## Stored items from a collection
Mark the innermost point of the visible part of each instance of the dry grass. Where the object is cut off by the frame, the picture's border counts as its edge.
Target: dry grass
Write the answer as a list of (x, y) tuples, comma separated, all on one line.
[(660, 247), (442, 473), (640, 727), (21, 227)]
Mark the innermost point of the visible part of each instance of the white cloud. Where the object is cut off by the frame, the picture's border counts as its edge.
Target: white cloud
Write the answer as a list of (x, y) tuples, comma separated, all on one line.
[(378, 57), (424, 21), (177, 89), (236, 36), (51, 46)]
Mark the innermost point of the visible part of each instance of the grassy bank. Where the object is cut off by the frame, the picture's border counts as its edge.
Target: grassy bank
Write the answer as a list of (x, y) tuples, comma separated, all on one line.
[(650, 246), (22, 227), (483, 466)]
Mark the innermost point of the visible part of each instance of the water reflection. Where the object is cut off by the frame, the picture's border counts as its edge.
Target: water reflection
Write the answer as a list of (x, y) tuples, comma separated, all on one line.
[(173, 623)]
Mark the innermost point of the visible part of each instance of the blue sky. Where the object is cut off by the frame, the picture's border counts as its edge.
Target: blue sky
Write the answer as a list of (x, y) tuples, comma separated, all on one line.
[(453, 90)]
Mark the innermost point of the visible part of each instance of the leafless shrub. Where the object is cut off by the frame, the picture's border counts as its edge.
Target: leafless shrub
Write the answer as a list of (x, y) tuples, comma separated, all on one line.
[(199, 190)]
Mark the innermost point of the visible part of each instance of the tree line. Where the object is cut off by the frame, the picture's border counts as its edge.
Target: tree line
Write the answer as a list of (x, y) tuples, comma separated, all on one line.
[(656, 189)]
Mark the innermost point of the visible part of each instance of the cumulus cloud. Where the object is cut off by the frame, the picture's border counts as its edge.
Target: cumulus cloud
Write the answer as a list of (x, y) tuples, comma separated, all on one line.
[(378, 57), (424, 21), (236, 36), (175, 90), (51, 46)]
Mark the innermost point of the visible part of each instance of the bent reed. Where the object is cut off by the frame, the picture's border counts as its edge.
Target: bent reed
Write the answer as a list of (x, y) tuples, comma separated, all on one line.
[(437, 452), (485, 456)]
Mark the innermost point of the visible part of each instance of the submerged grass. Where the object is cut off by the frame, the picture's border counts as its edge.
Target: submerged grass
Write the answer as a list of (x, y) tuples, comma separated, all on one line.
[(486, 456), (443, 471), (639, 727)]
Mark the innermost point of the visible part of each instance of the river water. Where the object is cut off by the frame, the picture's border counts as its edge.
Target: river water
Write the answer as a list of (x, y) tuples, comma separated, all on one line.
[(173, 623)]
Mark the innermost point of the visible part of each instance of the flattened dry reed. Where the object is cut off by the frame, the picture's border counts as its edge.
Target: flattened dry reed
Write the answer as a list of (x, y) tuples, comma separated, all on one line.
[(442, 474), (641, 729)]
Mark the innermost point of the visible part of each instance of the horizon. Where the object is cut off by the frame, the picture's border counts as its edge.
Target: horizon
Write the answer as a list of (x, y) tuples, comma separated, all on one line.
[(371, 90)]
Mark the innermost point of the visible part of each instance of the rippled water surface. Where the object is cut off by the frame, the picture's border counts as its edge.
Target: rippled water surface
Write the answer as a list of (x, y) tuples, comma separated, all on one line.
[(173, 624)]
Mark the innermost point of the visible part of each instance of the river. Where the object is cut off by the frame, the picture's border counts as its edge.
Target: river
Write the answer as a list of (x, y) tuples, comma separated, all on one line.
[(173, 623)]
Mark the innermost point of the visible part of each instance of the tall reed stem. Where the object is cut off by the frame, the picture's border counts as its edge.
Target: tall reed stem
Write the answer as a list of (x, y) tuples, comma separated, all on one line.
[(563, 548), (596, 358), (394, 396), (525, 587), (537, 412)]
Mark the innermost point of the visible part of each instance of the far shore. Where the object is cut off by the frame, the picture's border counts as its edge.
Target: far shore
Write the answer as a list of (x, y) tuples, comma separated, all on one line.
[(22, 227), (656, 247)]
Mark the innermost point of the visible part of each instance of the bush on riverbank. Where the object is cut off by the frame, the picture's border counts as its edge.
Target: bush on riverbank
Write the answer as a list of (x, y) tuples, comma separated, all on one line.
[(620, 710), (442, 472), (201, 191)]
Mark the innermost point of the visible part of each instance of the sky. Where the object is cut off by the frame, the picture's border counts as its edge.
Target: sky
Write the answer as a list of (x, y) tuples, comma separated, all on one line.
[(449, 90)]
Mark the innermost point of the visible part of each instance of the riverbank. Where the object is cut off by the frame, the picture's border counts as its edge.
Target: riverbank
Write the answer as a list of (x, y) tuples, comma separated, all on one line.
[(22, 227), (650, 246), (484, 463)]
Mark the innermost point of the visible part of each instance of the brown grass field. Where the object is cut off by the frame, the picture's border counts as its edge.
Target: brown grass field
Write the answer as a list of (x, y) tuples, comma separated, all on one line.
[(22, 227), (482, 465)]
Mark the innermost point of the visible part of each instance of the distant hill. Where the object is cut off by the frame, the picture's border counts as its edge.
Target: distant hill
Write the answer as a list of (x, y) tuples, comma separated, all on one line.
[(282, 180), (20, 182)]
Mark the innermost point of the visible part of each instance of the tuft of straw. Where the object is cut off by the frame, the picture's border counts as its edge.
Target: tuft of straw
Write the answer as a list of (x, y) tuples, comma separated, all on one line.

## WORK INSTRUCTIONS
Which of the lines above include the string "rippled"? Pick them out and copy them.

## WRITTEN RESPONSE
Mark the innermost point of the visible part of each instance of the rippled water surface. Where the object is cut off by the frame, the picture's border counts as its edge.
Target: rippled water surface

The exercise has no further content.